* **Short task**
Convert the material below, from the line with "Record the location of each instance of the green bush" to the line with "(1110, 597)", into a two-column CSV with the headers input and output, one row per text and its answer. Put each value in a single quoted field, with line breaks replaced by spaces.

* **Task inputs**
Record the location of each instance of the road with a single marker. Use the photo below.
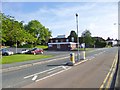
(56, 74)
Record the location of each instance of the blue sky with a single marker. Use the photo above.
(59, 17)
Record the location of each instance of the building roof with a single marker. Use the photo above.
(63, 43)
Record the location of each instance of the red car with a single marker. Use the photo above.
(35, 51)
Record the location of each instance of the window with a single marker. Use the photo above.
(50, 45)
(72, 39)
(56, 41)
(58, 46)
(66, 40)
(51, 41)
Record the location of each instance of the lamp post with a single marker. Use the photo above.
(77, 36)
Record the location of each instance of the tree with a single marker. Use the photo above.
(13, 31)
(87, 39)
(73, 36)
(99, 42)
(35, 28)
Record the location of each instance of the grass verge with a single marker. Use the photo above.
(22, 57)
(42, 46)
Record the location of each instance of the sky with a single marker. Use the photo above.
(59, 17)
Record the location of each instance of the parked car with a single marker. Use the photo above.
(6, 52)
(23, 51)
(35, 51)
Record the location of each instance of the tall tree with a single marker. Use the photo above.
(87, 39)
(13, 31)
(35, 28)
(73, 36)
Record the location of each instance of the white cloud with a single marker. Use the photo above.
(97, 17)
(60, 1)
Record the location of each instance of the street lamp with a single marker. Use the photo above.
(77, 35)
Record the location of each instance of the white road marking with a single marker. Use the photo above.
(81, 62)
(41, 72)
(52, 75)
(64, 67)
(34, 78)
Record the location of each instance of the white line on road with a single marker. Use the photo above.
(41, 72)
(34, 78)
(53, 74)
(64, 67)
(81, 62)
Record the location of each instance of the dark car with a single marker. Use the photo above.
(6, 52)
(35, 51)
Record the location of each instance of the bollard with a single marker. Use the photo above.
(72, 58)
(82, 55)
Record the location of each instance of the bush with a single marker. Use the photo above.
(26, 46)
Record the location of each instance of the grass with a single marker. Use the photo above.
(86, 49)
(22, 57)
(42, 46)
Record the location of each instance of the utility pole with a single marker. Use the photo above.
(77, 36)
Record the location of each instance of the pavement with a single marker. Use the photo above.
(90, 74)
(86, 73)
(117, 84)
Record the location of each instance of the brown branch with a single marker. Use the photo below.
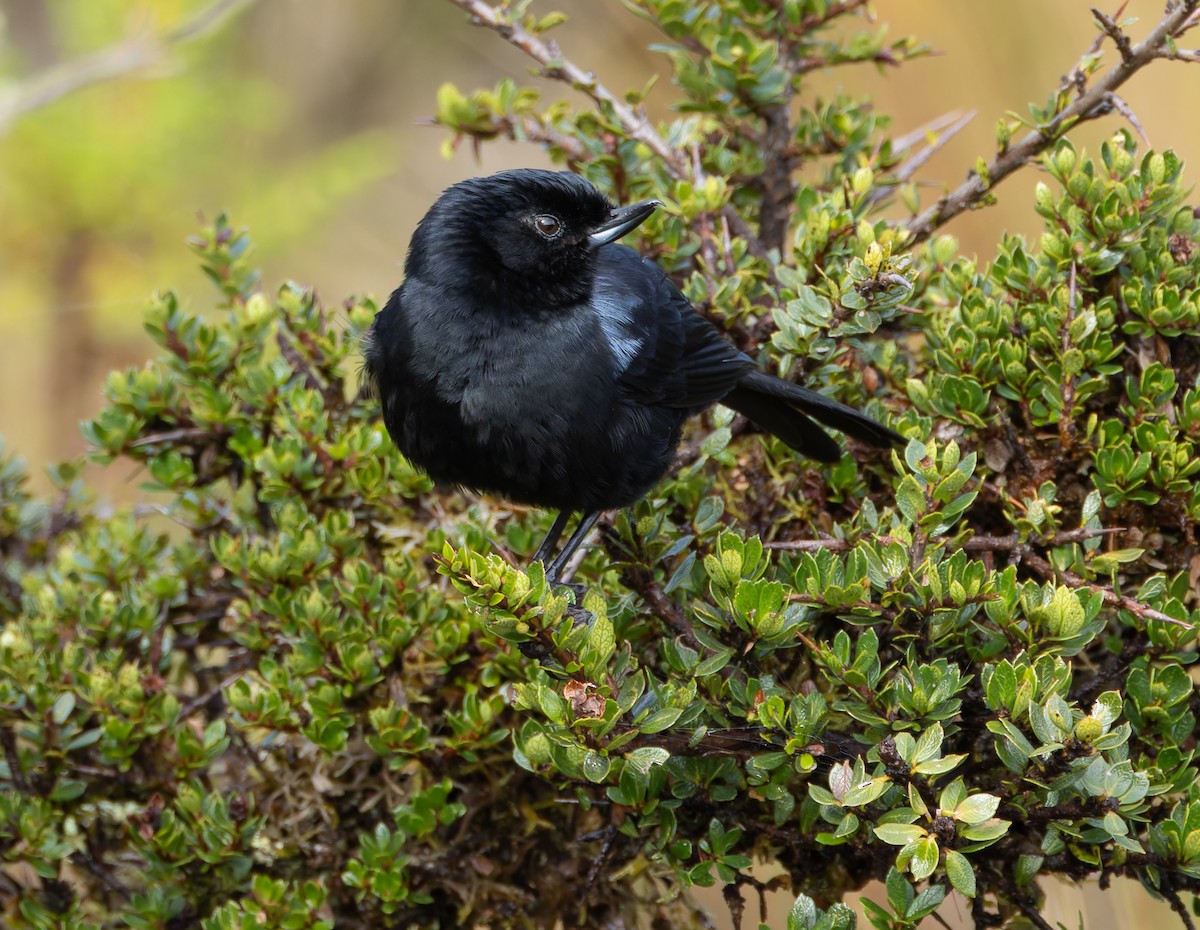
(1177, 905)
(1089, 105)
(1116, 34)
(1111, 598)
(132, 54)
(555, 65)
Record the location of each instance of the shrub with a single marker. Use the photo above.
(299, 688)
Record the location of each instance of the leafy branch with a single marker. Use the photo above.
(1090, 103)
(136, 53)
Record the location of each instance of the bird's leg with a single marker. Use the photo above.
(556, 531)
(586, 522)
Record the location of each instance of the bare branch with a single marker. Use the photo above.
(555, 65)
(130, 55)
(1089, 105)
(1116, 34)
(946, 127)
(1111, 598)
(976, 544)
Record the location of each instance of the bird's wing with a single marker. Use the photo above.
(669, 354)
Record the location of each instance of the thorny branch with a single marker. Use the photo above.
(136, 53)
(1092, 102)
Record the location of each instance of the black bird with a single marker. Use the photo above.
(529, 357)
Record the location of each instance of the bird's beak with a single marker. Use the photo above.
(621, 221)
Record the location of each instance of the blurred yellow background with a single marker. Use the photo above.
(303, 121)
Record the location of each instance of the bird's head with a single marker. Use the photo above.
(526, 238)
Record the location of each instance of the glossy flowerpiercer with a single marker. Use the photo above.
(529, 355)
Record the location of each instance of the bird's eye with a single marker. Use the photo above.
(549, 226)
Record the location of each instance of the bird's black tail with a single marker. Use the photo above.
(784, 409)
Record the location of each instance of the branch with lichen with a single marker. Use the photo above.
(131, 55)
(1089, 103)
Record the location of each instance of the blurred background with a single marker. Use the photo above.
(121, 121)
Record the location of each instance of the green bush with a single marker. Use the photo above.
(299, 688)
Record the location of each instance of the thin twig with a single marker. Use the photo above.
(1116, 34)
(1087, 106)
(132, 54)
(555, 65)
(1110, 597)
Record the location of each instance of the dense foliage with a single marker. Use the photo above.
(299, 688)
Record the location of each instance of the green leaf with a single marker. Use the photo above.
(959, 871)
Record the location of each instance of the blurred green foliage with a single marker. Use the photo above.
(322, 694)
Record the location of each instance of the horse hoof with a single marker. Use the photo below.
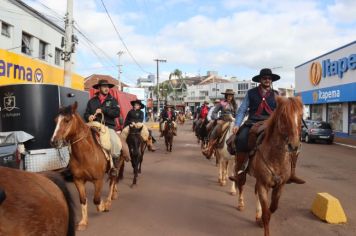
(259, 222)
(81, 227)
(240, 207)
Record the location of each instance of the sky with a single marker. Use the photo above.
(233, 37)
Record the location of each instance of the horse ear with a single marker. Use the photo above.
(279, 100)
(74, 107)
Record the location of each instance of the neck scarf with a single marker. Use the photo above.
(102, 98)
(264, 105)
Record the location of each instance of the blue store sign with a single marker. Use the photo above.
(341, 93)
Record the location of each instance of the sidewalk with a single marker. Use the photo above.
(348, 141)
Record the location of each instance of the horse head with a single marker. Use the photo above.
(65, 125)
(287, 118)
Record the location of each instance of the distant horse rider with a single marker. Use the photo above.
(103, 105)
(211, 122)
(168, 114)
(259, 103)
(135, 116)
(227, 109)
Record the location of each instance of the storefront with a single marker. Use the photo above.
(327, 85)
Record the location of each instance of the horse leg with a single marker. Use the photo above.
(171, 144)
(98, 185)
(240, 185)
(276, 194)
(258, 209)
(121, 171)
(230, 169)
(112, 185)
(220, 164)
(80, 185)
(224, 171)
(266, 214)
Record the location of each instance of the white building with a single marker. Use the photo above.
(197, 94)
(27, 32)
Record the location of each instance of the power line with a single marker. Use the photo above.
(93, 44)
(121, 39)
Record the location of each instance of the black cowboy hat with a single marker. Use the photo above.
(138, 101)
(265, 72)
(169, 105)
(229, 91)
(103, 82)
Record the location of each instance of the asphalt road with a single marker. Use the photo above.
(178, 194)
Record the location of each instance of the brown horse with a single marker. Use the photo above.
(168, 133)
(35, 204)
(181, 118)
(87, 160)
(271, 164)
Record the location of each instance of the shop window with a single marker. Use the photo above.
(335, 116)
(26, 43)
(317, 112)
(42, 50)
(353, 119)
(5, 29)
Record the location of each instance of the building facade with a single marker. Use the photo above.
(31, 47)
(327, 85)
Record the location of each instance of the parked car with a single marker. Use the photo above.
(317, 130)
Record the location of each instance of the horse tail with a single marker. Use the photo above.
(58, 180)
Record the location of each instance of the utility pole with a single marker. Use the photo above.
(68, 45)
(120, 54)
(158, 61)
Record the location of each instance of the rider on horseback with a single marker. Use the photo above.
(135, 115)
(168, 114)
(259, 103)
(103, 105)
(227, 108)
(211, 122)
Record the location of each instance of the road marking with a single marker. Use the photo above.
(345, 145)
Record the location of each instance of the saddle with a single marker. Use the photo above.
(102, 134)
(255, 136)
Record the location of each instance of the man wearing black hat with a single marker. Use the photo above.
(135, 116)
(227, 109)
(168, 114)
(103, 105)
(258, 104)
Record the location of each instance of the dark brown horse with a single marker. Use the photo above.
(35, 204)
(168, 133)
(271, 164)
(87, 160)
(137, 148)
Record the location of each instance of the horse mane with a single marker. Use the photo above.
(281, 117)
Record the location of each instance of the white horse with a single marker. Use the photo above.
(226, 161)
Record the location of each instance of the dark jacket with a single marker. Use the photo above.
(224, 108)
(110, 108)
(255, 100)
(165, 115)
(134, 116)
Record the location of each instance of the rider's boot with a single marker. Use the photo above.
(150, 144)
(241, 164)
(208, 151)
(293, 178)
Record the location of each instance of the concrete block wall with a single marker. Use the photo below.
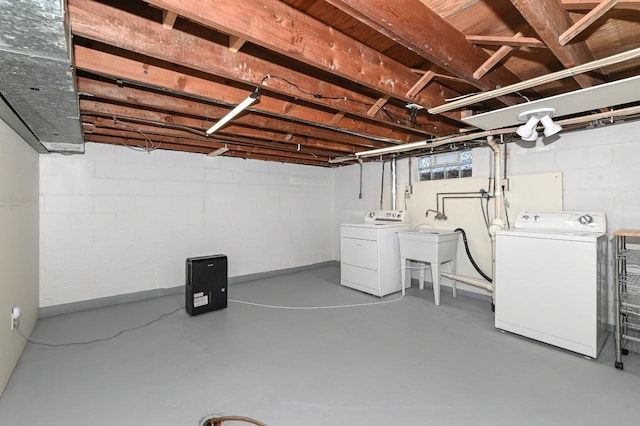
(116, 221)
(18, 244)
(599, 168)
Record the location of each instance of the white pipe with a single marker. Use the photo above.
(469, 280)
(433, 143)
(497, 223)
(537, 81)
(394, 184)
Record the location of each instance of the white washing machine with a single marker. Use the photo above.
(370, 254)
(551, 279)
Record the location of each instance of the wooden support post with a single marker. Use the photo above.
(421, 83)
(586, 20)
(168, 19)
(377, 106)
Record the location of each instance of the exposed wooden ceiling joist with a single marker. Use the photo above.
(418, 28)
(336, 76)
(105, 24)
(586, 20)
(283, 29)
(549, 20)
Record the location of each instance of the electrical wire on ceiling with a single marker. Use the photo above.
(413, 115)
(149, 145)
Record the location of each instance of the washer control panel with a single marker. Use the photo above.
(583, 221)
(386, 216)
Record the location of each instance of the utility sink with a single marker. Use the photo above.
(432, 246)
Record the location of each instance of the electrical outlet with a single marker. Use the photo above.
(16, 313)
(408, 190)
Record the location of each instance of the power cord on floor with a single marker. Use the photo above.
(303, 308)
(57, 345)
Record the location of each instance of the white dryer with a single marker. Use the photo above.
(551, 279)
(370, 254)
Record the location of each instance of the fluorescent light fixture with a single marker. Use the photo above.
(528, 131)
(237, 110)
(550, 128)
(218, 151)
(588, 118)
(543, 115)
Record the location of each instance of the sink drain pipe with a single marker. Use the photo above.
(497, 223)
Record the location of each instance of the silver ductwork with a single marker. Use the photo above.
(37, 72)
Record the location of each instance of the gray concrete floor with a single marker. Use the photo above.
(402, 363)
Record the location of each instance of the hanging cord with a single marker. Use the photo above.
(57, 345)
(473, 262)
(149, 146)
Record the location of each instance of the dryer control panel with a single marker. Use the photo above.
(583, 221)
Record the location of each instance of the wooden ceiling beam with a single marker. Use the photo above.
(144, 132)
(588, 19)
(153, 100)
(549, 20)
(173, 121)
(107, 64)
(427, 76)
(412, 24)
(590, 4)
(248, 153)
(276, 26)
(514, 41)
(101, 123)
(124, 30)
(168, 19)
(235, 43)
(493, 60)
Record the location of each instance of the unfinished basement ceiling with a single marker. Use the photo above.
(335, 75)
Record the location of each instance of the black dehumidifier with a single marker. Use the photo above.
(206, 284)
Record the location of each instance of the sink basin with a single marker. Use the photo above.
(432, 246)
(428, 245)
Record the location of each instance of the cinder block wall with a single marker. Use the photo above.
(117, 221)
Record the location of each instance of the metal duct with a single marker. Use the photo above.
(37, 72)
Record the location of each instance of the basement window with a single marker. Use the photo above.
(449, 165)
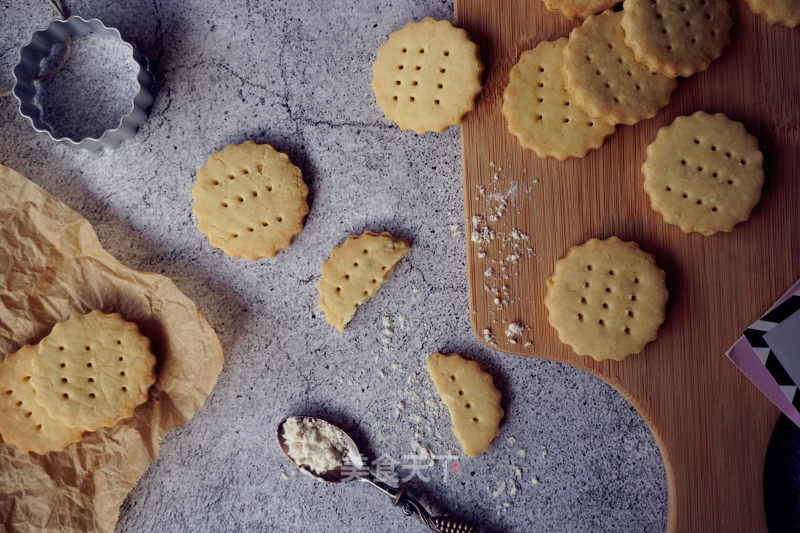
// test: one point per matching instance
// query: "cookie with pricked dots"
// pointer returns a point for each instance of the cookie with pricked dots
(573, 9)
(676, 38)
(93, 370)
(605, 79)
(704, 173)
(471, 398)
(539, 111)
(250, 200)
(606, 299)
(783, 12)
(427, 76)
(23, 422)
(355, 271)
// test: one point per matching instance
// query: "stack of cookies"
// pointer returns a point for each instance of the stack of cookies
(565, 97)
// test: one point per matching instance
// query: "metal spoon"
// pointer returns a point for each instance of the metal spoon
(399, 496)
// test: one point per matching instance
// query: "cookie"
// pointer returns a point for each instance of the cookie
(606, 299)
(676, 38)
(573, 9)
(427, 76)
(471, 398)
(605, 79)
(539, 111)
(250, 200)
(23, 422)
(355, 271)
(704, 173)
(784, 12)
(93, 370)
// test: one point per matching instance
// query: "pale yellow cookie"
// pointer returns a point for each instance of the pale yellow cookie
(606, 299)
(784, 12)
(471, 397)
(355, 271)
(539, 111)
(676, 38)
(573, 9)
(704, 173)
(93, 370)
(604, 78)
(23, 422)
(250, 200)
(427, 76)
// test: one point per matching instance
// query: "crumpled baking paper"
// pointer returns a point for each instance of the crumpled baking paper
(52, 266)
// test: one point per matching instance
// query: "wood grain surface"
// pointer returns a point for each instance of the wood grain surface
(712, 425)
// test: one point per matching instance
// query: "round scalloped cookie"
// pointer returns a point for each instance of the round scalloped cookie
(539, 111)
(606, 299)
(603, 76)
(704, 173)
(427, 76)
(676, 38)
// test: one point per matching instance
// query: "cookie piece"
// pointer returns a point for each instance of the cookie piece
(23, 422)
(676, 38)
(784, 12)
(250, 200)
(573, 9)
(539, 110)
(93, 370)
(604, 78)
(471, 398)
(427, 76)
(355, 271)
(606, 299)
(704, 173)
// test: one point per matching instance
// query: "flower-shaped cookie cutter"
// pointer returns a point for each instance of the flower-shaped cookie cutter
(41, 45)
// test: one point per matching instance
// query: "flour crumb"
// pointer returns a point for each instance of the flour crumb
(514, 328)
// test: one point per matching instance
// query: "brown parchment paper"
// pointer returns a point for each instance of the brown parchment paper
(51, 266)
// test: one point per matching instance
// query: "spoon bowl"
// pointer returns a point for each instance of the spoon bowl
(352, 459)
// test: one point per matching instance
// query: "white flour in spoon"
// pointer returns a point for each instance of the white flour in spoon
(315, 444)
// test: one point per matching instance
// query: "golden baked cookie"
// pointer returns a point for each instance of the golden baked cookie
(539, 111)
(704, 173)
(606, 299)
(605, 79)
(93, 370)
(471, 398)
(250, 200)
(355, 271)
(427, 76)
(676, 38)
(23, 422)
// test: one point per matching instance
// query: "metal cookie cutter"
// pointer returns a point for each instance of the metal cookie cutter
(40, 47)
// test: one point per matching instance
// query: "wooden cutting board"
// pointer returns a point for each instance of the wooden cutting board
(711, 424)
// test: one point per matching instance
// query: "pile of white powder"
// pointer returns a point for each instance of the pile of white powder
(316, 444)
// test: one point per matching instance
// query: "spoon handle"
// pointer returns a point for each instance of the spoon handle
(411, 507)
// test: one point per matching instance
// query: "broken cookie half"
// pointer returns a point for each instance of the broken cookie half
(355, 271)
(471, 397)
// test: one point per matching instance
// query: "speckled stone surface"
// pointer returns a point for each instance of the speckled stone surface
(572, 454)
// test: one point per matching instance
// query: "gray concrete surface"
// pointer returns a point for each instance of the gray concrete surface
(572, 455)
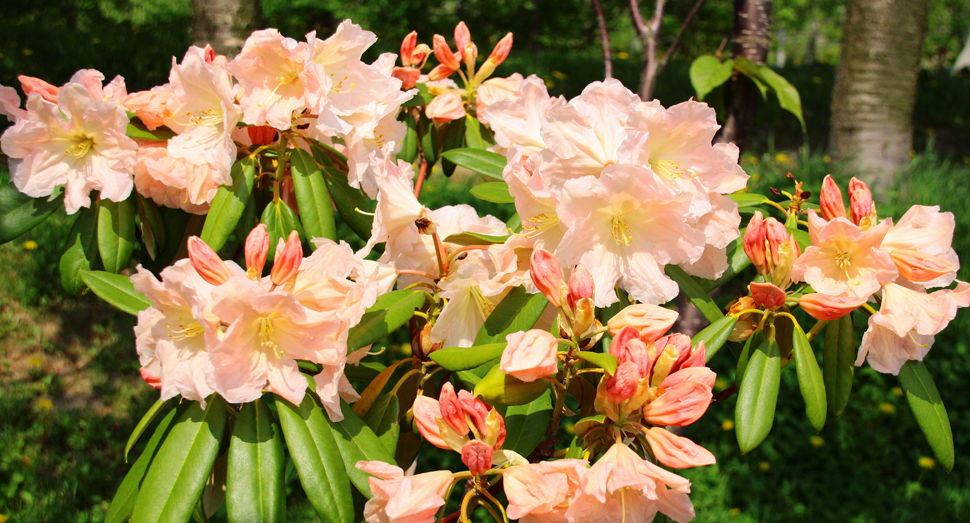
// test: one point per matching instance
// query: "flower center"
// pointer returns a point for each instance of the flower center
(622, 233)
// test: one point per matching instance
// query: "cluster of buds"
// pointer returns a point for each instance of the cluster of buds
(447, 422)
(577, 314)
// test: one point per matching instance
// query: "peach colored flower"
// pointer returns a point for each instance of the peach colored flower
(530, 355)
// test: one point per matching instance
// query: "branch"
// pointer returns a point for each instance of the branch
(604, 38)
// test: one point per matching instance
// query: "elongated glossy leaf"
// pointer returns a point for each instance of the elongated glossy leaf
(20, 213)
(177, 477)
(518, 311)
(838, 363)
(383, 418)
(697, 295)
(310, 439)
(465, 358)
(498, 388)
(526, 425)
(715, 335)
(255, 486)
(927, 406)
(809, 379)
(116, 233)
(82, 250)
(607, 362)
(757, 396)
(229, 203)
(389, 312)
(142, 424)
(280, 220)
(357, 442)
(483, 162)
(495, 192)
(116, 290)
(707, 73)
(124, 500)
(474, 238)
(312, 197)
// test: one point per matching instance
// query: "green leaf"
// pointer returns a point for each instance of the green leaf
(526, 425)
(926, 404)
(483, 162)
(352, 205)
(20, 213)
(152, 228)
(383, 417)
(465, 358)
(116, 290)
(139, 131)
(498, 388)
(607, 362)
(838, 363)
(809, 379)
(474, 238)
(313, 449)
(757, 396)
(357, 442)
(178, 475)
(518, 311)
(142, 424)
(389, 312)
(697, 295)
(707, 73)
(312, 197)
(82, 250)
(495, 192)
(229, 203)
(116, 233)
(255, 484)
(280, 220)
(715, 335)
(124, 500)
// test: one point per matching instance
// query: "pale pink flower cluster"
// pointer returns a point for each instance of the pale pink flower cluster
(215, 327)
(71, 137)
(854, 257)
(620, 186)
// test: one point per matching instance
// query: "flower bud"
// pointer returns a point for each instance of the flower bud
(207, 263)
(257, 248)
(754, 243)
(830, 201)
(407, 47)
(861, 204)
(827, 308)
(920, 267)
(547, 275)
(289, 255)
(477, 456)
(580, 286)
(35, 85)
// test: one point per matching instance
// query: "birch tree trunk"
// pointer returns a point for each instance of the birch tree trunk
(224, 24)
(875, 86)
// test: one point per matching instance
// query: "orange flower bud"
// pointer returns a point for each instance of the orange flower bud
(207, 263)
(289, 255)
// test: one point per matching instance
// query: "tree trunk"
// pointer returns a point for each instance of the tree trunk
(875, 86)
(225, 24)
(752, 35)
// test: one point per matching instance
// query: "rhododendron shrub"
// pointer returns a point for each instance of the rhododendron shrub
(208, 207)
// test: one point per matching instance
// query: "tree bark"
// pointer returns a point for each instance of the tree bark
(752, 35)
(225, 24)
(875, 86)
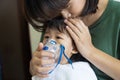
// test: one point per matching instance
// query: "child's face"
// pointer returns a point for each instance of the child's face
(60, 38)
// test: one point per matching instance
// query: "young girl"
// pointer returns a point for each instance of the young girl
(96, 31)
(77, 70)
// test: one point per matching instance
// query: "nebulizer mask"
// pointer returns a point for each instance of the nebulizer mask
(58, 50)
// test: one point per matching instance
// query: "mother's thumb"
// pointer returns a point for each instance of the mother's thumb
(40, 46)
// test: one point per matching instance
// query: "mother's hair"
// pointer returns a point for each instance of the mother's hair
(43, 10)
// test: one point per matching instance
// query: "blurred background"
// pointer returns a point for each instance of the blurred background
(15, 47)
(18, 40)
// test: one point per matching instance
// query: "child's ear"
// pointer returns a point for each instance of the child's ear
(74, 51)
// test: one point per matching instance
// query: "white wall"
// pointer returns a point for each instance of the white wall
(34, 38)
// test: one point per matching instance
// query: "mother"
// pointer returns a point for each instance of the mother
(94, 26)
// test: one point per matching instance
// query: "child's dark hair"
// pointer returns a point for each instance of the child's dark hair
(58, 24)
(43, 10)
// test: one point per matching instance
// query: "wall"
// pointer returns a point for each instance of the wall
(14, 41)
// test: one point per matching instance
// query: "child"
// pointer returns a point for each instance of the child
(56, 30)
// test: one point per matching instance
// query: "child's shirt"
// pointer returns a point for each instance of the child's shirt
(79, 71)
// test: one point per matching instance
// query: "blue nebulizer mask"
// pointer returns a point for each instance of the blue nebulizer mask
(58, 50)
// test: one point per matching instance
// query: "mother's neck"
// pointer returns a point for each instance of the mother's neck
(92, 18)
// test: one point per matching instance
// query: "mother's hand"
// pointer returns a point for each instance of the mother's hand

* **The response**
input,output
"Record the location of each instance of the green bush with a single marker. Use the photo above.","(299, 688)"
"Record the location of each instance of the thin twig with a single marker. Use the photo above.","(1116, 34) (1087, 106) (132, 54) (555, 65) (1110, 597)"